** Task set **
• 1. Can you reproduce the seafood sustainability passage verbatim, from "SeafoodSource and Seafood2030" up to and including "and supply chains."?
• 2. How would you resume the seafood sustainability passage, picking up right after its final sentence?

** Excerpt to read **
__________

SeafoodSource and Seafood2030 will track these four issues over the next 2 years, looking at how industry and government efforts are aligning to efficiently tackle systemic challenges in seafood production and supply chains.
Collective Strategies
Over the last 15 years industry, governments and civil society have developed a robust set of production, supply-chain, and marketplace tools to advance sustainability in the global seafood sector. Seafood has also seen the development of collective business strategies that are advancing solutions in seafood. The Global Sustainable Seafood Initiative, Seapact, Seabos, Sustainable Seafood Coalition, Global Tuna Alliance, Target75, International Seafood Sustainability Foundation, The Global Dialogue on Seafood Traceability, and the Seafood Task Force are just some of the collaborative efforts seafood companies have developed to address pressing sustainability issues in their supply chains. These pre-competitive, collaborative business strategies have been an essential element in other industries’ successful efforts to address sustainability challenges.
Seafood2030 will look at best practices from other industries around these strategies, how they are driving improvements in seafood supply chains, and how seafood companies can use these strategies to transform the industry to better meet future demand.

__________

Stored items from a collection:
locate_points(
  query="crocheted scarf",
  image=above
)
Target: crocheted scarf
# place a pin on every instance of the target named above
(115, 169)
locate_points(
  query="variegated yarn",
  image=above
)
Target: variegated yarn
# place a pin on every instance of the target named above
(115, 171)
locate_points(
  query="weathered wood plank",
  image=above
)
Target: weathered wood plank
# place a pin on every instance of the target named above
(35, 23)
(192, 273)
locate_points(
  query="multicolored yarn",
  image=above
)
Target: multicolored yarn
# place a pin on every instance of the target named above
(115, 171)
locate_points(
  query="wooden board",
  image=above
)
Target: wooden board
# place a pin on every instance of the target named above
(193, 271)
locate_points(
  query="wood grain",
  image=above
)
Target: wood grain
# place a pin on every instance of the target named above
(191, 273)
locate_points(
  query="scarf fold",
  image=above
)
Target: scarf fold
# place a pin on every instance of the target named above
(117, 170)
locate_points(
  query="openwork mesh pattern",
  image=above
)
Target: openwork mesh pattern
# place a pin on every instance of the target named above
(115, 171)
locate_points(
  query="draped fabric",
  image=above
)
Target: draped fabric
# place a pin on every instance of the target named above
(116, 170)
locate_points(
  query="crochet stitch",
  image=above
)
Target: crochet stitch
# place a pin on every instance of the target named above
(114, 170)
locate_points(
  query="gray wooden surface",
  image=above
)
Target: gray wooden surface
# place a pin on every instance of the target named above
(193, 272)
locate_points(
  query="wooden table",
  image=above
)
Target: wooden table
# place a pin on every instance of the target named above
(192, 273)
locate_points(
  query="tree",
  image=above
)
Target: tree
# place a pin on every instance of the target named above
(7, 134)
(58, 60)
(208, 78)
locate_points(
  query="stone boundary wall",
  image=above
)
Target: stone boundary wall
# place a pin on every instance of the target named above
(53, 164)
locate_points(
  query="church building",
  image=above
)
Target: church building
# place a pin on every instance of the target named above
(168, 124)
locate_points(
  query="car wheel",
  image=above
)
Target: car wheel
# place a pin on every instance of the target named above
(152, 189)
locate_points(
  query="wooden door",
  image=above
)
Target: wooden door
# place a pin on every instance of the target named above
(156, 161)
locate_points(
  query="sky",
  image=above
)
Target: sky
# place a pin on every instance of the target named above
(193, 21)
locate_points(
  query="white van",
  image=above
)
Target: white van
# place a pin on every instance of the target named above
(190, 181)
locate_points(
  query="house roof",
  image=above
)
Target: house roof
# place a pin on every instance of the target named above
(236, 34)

__________

** Answers for this exercise **
• 1.
SeafoodSource and Seafood2030 will track these four issues over the next 2 years, looking at how industry and government efforts are aligning to efficiently tackle systemic challenges in seafood production and supply chains.

• 2.
Global Vision and Regional Strategies
Seafood is one of the healthiest proteins to consume and one of the most sustainable proteins to produce. There is a growing field of research around “blue food systems” highlighting the importance of seafood to future sustainable food systems and the importance of sustainability to the future of seafood markets. This research includes the EAT-Lancet Report, The High-Level Panel for a Sustainable Ocean Economy and ongoing research at Stanford University’s Center for Ocean Solutions, The University of New England’s Ocean Food Systems Program, and The University of Washington’s Sustainable Fisheries Program.
Seafood is an ideal protein for future global food production and consumption. It is an efficient protein to produce, especially when compared to terrestrial animal protein. It has an excellent nutritional profile including many nutrients and minerals difficult to find in other foods. Seafood has the greatest production potential of any major protein. It is a protein that is accessible and important to some of the poorest regions in the world. And in terms of climate impacts, seafood can be a better option than even plant-based proteins.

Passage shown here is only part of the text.